* O QUE FAZER *
[1] Responda com base na entrevista sobre o livro Trem Fantasma:
(a) Por quanto tempo os originais foram enviados a várias editoras antes de serem mostrados ao editor da Siciliano?
(b) Em quanto tempo o livro foi escrito?
(c) Por qual selo o livro foi editado?
[2] Escreva a continuação da entrevista sobre o livro Trem Fantasma a partir da última resposta apresentada.

* TRECHO FORNECIDO *
Não foi muito fácil, não. No Brasil, um tema como este não é bem visto pelas editoras. Elas não têm interesse em publicar livros gays. Durante dois anos mandei os originais para várias editoras, que jamais me deram resposta. Inclusive mandei para a uma editora especializada em literatura gay que não me deu qualquer satisfação. Depois de dois anos, resolvi mostrar os originais para o editor da Siciliano, que demorou dois dias para mandar o contrato e editar o livro pelo selo Mandarim. E vendeu muito bem.
*Demorou muito pro “Trem Fantasta” ficar pronto?
Escrevi o livro em dois meses. Talvez pelo hábito jornalístico de escrever diariamente, sou rápido para escrever. Não demorou muito.
* Qual o cerne da publicação? Qual a grande mensagem do livro? Você pode adiantar um aspecto legal desta tua literatura?
Trem Fantasma é, antes de tudo, um livro sobre o encontro com a realidade cruel, com o fim do sonho. Um grupo de jovens, que descobrem a sexualidade e, ao mesmo tempo, percebem que a liberdade pode significar a morte. Mas que vale a pena viver. Por mais que a vida se mostre perigosa e destruidora, nada é melhor que viver e sentir um grande amor. Ter todas as experiências que a vida nos proporciona, viver o mais intensamente possível, porque pode haver um dia de sol maravilhoso numa praia no fim dessa viagem.
* Como vc qualifica o seu livro: ficção, romance, drama, etc…
Acho que é um romance que mistura ficção e realidade, divertido, excitante e muito emocionante. Alguns personagens foram inspirados em pessoas que eu conheci e outros nasceram na minha imaginação.

* DADOS REGISTRADOS *

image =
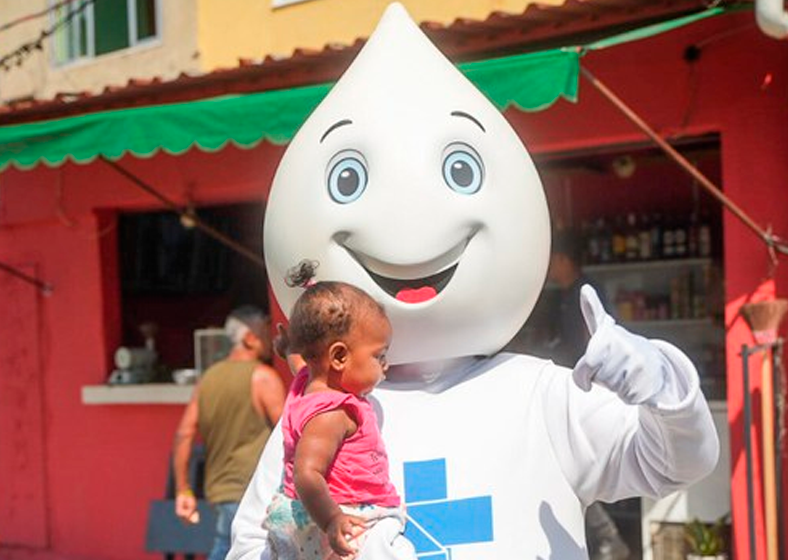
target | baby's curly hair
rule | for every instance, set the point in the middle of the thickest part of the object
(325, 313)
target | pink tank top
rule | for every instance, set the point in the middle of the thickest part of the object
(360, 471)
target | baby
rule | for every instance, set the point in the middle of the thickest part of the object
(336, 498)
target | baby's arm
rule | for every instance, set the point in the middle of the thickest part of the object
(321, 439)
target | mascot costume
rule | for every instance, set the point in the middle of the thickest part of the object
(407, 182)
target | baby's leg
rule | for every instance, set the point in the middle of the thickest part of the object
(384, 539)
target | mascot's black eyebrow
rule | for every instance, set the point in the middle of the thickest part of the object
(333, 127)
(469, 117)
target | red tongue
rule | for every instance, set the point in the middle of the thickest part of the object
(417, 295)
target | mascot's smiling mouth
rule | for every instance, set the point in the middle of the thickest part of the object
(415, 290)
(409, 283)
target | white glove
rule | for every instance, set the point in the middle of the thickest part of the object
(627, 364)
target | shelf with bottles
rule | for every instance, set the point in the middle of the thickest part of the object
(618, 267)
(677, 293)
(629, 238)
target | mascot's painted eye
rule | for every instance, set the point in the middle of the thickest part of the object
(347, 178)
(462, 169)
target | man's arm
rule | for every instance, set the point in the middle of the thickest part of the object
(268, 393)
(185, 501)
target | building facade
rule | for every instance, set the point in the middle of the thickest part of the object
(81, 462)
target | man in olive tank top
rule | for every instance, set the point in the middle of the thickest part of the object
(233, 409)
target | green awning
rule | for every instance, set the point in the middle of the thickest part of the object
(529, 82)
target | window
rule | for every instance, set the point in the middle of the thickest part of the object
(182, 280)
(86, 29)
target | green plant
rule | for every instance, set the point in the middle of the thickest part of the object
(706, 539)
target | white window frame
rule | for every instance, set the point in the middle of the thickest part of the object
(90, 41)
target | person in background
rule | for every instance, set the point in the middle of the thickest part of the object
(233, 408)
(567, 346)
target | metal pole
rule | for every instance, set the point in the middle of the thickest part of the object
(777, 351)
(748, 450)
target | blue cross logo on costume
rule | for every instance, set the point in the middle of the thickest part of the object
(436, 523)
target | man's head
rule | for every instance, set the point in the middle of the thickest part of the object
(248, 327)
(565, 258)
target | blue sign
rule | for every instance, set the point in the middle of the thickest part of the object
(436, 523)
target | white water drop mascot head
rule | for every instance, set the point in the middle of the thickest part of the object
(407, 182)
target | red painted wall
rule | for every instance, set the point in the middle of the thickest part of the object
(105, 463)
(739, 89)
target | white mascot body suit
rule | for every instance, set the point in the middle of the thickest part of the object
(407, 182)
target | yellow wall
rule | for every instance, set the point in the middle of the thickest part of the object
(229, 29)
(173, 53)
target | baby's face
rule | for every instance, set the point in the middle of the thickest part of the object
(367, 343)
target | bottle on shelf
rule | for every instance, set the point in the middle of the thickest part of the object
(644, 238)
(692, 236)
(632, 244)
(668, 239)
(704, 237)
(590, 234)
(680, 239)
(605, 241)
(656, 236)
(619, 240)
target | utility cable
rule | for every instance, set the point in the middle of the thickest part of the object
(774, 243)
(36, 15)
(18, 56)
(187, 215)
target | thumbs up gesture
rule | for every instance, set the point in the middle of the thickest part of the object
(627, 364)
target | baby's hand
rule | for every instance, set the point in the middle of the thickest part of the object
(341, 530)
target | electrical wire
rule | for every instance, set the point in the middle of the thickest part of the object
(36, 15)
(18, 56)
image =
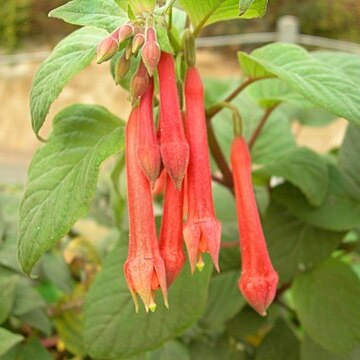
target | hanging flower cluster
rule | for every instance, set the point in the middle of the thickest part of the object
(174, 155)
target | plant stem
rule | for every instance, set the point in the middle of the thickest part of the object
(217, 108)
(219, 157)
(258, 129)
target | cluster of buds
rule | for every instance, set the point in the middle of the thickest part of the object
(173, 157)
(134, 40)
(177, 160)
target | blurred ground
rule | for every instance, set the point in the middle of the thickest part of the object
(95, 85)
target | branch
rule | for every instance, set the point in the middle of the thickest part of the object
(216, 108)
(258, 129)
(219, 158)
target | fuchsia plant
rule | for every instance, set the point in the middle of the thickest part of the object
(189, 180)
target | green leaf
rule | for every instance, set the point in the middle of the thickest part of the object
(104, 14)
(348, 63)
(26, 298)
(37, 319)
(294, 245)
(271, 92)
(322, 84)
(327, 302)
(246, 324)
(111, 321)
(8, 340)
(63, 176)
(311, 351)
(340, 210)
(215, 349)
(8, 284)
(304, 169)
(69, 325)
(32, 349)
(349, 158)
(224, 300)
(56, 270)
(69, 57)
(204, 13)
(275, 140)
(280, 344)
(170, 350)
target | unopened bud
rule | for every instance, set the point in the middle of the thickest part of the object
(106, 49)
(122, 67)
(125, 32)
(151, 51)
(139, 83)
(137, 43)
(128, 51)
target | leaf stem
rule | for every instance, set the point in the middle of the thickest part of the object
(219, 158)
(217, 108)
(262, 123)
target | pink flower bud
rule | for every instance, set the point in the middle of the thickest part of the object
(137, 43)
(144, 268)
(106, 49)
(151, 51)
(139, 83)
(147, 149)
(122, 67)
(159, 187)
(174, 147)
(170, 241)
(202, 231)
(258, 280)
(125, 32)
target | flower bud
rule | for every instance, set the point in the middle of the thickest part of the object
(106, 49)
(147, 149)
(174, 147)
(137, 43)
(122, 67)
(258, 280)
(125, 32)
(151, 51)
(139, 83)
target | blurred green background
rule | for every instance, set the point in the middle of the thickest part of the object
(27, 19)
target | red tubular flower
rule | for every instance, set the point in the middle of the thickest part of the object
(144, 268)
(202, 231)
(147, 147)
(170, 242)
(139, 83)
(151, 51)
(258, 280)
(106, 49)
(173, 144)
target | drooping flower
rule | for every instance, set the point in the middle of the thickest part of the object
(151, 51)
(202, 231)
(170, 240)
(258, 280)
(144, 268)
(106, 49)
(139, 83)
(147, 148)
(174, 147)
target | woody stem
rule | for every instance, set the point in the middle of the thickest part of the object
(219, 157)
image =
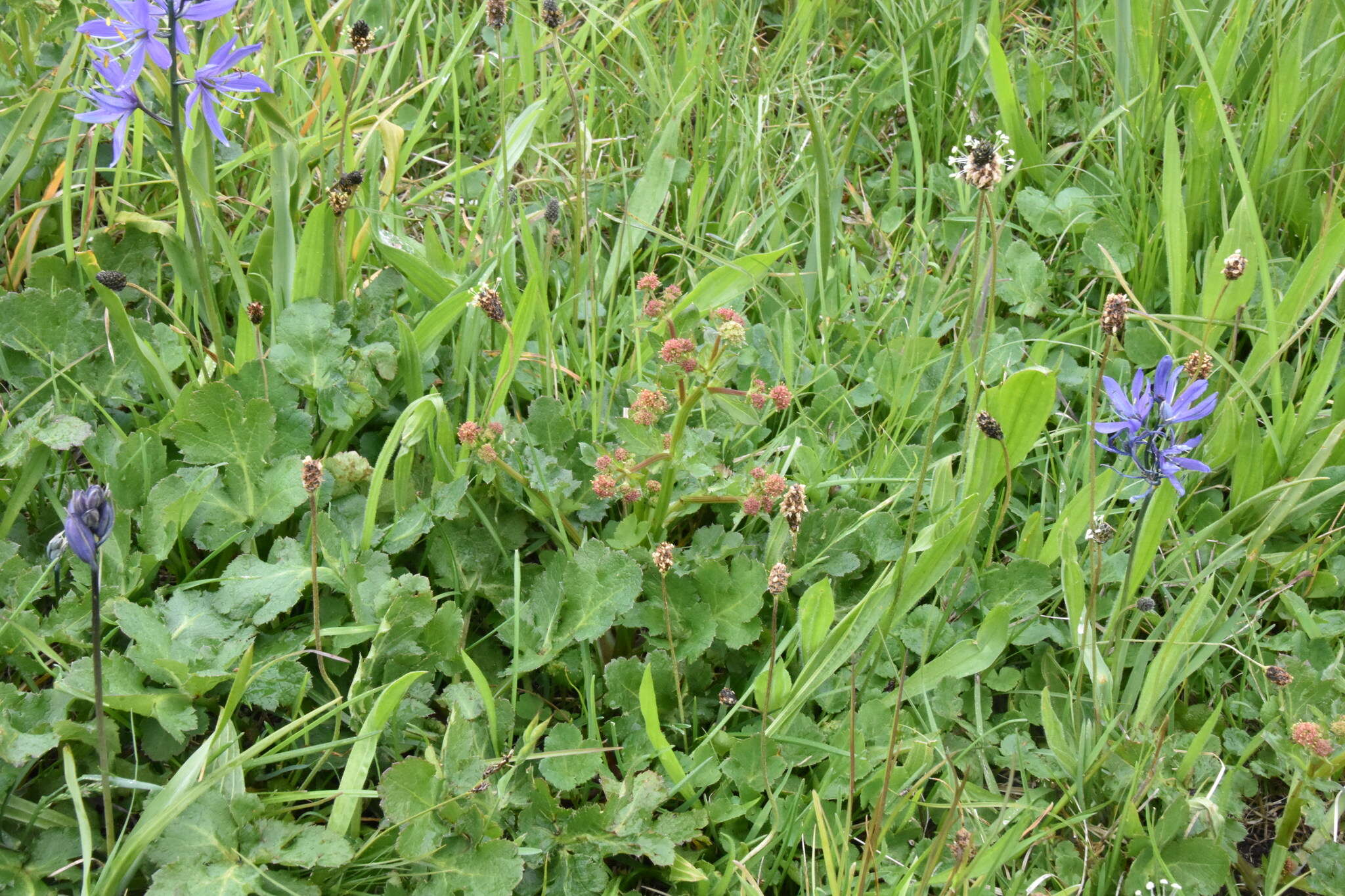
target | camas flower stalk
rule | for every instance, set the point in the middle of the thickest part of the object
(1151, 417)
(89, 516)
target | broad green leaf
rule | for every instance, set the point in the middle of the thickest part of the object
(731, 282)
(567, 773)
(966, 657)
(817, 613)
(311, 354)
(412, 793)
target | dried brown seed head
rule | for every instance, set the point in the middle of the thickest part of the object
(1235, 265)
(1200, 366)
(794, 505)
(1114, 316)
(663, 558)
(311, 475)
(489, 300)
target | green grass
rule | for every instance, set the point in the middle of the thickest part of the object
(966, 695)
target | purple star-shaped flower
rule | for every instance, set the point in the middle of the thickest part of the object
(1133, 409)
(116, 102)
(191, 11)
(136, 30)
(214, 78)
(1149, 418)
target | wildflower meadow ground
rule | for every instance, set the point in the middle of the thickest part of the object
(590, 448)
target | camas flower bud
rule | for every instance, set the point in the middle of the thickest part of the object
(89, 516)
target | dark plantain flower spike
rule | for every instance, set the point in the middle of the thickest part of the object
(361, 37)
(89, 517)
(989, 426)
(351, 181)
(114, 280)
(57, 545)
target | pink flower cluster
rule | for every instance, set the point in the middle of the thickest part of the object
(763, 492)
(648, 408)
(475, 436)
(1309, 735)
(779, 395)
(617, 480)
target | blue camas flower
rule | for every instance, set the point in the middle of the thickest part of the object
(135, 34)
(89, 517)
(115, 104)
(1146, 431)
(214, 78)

* RESPOSTAS *
[1]
(a) Durante dois anos.
(b) Em dois meses.
(c) Pelo selo Mandarim.

[2]
*Você é um escritor engajado em causas sociais? Participa de atividades GLBTs? Fez algum laboratório para criar as personagens ou o enredo da publicação?
Não participo de nenunha ONG ou grupo GLBT. Admiro quem faz parte desses movimentos políticos e sociais em prol da causa gay. Acredito que meu livro é a minha contribuição para que muitos jovens tenham mais coragem para assumir sua sexualidade e para que muitos heterossexuais percebam que os gays são pessoas humanas que amam, sofrem, têm prazer e emoções. Para o Trem Fantasma não fiz nenhum laboratório ou pesquisa. Todo o enredo fluiu naturalmente, os personagens tomaram conta da história. O novo livro que eu estou escrevendo, porém, está exigindo mais tempo e uma pesquisa detalhada e profunda, por trata de Aids no século 21. Notei, mais uma vez, que as pessoas não têm um conhecimento da doença e que eu poderia escrever um livro, em forma de romance, mas com uma abordagem jornalística, que pode contribuir para que a Aids e suas conseqüências sejam mais conhecidas.
* Onde pode ser encontrado, e qual a forma das pessoas adquirirem o livro.
A primeira edição do Trem Fantasma está quase esgotada. E como qualquer outro livro gay não é muito fácil de ser encontrado nas livrarias, por puro preconceito dos livreiros. Mas ainda é possível comprar pela internet, no site da siciliano ( www.siciliano.com.br ), no submarino ( www.submarino.com.br ), por exemplo. Mas uma segunda edição está sendo preparada e vai ser mais fácil encontrá-lo.
* Você tem alguma opinião sobre o hábito da leitura.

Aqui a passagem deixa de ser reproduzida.